■ Required action 1 ■
From the article on suicide among older New Zealand men, list each age group that is given an annual suicide rate per 100,000 people, along with that rate.
■ Required action 2 ■
Continue the article on suicide among older New Zealand men, starting after its final sentence.

Tuesday 18 February 2020 10:45am
There continues to be a high rate of suicide among older New Zealand men and an Otago psychogeriatrician says more needs to be done to understand why and to help prevent this occurring.
Associate Professor Yoram Barak recently investigated the rates of death by suicide of older males aged 85 and over, comparing them to women of the same age, youth and young adults between 2011 and 2019.
Suicide rates for all cohorts were comparable. For every 100,000 people there were 23.5 deaths among 15 to 19 year-olds annually, 29 deaths among 20 to 24 year-olds, 27 deaths among 25 to 29 year-olds and 27.9 deaths in those aged over 85.
Associate Professor Barak, a consultant psychogeriatrician, who undertook the research together with Professor Paul Glue, explains the latest provisional suicide figures released by New Zealand’s Chief Coroner shows the overall suicide rate slightly increased over the 2018-2019 year to 13.93 people among every 100,000 people, up from 13.67 people in 2017–2018.
“The Chief Coroner’s media release focused on the increase in the number of young people who die by suicide. However, it is concerning the Chief Coroner did not publicly comment on the finding that the suicide rate of oldest-old men is comparable to that of young men,” Associate Professor Barak says.
“Older men show the highest death by suicide rate in almost all countries, more than four times the USA’s age-adjusted rate for white men and even higher rates in rural China.”

■ Extracted material ■
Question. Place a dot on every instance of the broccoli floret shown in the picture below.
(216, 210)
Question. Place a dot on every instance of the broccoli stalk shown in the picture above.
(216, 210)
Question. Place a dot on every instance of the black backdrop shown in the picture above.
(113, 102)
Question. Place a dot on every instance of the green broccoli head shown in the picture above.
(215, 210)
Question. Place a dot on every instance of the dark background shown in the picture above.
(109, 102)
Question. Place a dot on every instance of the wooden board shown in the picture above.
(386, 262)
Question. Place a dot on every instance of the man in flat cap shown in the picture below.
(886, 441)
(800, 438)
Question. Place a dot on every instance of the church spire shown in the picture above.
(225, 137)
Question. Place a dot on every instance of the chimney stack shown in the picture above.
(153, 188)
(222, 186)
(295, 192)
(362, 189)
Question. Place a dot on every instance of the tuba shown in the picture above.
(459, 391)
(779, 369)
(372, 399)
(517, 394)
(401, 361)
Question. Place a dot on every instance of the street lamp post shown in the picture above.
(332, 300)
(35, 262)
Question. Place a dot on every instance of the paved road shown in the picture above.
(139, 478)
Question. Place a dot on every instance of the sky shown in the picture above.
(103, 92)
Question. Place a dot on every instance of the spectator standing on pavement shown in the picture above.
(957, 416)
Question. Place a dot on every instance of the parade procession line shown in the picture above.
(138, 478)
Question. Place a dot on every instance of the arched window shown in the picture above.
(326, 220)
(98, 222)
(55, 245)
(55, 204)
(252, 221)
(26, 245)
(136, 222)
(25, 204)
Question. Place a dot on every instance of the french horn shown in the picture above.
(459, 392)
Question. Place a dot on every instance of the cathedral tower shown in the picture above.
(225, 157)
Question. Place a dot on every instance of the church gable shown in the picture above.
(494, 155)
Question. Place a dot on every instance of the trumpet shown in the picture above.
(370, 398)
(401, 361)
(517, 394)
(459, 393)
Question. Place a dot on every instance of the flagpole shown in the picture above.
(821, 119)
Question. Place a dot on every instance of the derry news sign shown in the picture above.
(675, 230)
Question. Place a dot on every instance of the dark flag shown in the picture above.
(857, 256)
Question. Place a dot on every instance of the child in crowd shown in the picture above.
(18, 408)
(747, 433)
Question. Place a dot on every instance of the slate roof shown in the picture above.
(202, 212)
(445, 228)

■ Result 1 ■
15 to 19 year-olds: 23.5
20 to 24 year-olds: 29
25 to 29 year-olds: 27
Over 85: 27.9

■ Result 2 ■
His analysis shows that between 2011 and 2019 the number of suicides of older men remained consistently high and almost doubled that of women of the same age. In 2013, the suicide rate for men aged over 85 for every 100,000 people in New Zealand was 31 while women of the same age was 7. The comparison blew out the following year to 39 men compared to four women and in 2019 was 32 men compared to two women.
International research suggests the main risk factors for death by suicide among older men are becoming a widower, suffering from a mental disorder, physical illness and bereavement. Loneliness, dementia and depression are common among the elderly who die by suicide.
Associate Professor Barak says it is possible that these same characteristics underlie the ominous rates of death by suicide amongst New Zealand’s “oldest old men”.
“Psychosocial adversity may be driving rates of death by suicide in older men in New Zealand. In a country that established a universal, tax-funded national health service with long-standing commitment to reducing health inequities, a focus on secondary services and performance targets has been prioritised over tackling issues such as suicide and poverty-related diseases,” he says.
“Research to inform about this vulnerable population and prevention are urgently needed.
“Our older citizens are owed a change in suicide awareness and prevention so that New Zealand may yet become a great country for older men.”